## WORK ORDER
Every line of the material is to be quoted verbatim, minus the pictures.

## SOURCE RECORDS
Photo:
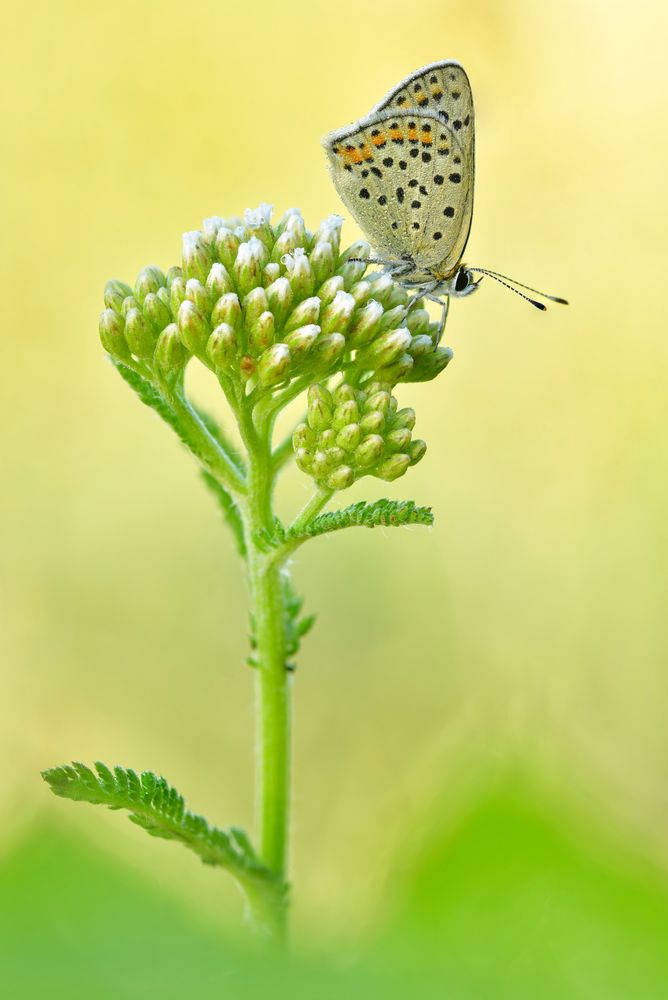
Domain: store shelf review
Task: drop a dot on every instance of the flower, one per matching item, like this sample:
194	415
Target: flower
263	304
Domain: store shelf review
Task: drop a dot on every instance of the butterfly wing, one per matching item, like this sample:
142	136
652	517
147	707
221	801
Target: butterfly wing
405	178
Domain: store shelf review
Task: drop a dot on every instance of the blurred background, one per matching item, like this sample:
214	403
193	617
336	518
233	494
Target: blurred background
481	777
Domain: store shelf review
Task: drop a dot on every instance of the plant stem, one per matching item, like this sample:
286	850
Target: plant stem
272	694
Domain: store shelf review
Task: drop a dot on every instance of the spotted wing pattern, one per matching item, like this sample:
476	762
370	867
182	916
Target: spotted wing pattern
404	176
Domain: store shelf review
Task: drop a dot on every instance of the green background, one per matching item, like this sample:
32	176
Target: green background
481	760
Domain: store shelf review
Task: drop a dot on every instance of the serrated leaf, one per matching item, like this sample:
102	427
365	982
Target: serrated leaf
159	809
388	513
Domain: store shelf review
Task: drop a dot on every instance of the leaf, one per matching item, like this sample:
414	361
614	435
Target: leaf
151	396
229	510
160	810
388	513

## REPLY
Photo:
Domain: store shelf review
Task: drop a dot on every instance of the flower, one per matching item, like this sample:
194	415
Target: flower
263	304
Domain: store shelf review
Task: drop a dot on every instance of the butterfly wing, one per matching item, like this sample:
142	136
652	517
147	707
221	801
Target: butterfly wing
405	178
Domain: store shelf review
Task: drop a dot on every instance of the blurred background, one per matching item, like this sample:
214	403
193	617
336	518
233	494
Target: blurred background
481	777
Domain: store shelf review
Task: drop a dot on every instance of the plant stem, one per matching item, like this sample:
286	850
Target: plant stem
272	694
Domain: store shelf review
Task: drop a dot on every instance of the spotted wing pattern, one per matching item, like this sample:
476	762
370	867
182	916
Target: spotted wing pattern
404	176
Domain: store shelf review
Task: drop a dot on every instance of the green background, one per matching item, like this sample:
32	176
Target: green background
481	760
Domain: store shelf review
Task: drop a dot on every instance of the serrated leaf, one per matching item, like this sample:
102	427
365	982
Target: serrated leaf
159	809
388	513
Domain: store shelf review
Task: drop a dot on every instance of the leaf, one per matching item, like this sample:
414	361
614	435
Target: leaf
151	396
229	510
160	810
388	513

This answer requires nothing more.